_Entries_

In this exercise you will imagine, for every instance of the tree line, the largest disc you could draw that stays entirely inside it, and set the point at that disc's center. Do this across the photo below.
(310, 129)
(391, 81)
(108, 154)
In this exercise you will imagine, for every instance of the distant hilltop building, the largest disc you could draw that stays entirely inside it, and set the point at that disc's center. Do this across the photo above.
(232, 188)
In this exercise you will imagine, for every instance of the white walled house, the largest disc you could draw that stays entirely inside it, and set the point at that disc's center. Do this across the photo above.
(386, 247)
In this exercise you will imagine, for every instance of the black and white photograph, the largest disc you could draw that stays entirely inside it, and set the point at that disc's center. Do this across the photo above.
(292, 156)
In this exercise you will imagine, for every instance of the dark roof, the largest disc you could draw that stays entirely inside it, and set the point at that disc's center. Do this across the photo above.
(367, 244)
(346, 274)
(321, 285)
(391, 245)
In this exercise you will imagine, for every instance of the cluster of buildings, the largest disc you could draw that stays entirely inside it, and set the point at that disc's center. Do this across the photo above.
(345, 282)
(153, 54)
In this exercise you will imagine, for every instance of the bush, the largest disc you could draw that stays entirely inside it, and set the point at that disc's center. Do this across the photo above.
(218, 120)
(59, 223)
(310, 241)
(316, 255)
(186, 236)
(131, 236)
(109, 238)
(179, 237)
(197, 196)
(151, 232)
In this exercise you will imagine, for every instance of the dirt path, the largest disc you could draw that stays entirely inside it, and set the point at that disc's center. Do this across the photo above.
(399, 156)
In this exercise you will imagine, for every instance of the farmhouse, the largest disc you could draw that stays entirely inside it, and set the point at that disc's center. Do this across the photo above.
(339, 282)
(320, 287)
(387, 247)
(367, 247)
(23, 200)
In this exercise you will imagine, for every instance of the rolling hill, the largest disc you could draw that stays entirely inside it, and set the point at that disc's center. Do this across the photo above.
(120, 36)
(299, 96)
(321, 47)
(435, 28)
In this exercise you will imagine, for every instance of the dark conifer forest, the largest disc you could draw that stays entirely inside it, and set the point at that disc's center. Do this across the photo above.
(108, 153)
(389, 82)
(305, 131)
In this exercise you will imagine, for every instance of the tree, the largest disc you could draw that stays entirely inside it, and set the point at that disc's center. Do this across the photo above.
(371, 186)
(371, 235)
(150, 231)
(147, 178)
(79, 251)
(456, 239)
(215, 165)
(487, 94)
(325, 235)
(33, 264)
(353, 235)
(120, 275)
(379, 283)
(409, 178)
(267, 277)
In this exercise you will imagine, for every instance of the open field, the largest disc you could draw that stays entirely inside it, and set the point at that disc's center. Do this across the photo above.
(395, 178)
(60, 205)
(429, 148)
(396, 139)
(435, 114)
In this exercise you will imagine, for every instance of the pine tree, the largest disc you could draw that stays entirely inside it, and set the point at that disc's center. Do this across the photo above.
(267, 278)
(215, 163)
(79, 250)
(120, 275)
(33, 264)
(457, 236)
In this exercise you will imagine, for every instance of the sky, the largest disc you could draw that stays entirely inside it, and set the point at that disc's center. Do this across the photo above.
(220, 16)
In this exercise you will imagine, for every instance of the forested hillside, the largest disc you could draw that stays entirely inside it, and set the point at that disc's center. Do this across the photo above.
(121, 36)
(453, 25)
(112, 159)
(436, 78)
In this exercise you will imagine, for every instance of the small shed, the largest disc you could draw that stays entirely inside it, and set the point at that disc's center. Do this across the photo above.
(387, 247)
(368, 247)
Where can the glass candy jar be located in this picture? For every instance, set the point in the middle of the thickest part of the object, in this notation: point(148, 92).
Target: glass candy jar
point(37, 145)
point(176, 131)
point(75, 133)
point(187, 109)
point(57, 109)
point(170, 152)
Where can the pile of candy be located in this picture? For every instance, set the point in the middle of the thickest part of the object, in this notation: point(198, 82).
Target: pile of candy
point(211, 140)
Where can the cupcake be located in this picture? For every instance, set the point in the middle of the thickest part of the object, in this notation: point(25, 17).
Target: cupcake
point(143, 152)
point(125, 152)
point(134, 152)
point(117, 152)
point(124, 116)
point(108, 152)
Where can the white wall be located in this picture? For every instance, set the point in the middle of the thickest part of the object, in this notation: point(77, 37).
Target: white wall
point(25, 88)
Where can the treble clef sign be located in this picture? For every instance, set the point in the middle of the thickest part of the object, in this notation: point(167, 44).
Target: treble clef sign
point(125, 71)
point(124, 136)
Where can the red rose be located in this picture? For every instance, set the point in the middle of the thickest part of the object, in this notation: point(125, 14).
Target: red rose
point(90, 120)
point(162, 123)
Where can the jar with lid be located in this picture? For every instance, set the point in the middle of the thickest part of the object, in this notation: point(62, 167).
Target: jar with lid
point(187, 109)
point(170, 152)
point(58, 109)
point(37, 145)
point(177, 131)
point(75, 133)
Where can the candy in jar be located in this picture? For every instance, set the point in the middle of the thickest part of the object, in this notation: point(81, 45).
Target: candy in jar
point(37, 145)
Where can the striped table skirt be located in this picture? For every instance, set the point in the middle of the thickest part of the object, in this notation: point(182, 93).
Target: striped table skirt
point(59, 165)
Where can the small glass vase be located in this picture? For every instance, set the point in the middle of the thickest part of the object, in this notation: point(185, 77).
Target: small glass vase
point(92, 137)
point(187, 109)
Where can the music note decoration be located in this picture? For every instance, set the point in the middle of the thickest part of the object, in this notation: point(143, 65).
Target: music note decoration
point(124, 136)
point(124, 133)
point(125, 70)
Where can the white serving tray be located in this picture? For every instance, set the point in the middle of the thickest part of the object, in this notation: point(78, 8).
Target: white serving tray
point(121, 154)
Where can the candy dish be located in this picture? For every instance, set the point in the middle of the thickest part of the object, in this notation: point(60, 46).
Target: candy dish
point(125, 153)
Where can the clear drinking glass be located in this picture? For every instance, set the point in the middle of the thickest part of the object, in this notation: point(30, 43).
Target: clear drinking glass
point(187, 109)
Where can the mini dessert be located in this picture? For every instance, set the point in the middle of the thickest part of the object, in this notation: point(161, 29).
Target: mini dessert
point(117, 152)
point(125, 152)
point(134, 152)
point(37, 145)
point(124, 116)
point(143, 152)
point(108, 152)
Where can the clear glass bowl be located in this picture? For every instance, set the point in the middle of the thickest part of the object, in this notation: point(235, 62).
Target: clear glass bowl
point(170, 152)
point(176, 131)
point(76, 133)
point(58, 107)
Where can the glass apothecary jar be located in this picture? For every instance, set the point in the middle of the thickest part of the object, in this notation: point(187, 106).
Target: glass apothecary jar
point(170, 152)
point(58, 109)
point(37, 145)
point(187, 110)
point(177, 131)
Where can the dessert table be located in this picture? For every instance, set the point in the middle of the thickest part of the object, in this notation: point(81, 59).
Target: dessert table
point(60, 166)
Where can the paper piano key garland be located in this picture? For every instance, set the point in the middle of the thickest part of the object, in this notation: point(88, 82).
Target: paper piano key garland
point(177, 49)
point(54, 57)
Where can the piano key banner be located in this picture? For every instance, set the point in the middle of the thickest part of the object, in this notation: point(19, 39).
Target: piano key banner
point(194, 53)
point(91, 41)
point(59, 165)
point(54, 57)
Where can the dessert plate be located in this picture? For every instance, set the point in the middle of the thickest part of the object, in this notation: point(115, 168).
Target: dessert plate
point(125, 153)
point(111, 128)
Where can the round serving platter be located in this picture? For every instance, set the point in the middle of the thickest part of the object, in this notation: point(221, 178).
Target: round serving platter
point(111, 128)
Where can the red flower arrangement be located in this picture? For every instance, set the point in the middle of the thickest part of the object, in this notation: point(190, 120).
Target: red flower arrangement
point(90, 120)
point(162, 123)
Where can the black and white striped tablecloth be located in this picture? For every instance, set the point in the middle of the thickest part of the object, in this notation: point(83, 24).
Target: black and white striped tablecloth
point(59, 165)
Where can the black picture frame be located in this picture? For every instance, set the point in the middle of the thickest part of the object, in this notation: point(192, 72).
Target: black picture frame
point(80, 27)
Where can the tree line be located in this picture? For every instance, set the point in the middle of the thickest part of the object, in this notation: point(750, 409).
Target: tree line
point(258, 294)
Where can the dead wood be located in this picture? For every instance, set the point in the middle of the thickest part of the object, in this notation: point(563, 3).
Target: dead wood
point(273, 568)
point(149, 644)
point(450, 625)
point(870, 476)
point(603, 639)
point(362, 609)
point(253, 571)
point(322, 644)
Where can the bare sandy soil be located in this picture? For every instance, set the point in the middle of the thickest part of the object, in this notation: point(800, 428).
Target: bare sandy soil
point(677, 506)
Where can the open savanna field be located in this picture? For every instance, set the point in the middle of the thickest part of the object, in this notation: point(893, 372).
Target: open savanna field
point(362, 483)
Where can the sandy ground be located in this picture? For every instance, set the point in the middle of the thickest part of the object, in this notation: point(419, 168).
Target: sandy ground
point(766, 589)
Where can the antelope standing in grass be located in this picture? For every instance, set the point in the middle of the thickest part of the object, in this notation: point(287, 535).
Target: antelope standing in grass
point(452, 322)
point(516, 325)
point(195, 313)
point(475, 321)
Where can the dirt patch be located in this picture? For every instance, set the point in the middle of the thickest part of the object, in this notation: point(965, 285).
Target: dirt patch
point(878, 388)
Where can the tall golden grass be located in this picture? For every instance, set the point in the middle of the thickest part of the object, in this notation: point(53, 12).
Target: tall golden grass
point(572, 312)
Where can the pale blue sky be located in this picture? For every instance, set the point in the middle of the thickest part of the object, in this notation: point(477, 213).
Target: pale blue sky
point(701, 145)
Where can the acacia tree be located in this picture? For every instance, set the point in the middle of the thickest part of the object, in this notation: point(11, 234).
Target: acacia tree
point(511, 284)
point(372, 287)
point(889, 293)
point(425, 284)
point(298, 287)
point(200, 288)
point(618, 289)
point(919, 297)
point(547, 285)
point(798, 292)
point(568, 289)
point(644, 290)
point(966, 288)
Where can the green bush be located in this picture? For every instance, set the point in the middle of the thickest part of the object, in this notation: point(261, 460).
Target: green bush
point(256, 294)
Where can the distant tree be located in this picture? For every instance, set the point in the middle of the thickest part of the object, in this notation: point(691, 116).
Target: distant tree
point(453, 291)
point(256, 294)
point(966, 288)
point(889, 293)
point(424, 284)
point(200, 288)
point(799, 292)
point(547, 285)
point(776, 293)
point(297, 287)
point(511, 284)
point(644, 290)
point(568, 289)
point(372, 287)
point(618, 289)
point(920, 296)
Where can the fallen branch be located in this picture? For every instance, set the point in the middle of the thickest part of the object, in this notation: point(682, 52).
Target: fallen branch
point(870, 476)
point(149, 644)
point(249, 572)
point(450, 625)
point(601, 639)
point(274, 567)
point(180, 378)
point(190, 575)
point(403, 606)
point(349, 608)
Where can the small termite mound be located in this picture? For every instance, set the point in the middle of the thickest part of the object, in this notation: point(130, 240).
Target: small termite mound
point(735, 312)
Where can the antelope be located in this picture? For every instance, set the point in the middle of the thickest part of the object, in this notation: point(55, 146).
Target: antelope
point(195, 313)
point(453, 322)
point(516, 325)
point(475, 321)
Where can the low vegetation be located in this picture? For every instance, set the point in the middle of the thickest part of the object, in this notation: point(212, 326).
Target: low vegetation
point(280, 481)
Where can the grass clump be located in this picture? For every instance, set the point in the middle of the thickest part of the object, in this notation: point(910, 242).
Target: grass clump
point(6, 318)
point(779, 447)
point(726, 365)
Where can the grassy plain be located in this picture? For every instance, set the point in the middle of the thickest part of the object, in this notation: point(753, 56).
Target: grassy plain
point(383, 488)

_Given request_
Rewrite the listing from the line with "Where can the tree" to the line with "point(766, 589)", putting "fallen timber" in place of "dead wood" and changing nothing else. Give only those lines.

_The response_
Where can the tree line be located in this picture? For every instance, set the point in the middle of the thickest part of the object, in this notation: point(750, 409).
Target: tree line
point(258, 294)
Where can the fallen timber be located in this picture? For every instance, set the point in the middle of the thickest part of the object, in this notation: point(563, 3).
Target: fallen timber
point(273, 568)
point(149, 644)
point(450, 625)
point(870, 476)
point(603, 639)
point(362, 609)
point(253, 571)
point(322, 644)
Where can the bare sandy soil be located in this picture? For every instance, set the point in the middle of the thickest part of the object, in this notation: point(800, 428).
Target: bare sandy soil
point(677, 506)
Where can the open savanna field be located in this picture? For every instance, set the point in the middle of the thickest part of the object, in this notation: point(893, 372).
Target: open savanna field
point(362, 483)
Where can the sandy ground be located in this picture? For every instance, set the point in the middle of the thickest part of the object, in this notation: point(419, 168).
Target: sandy ground
point(766, 589)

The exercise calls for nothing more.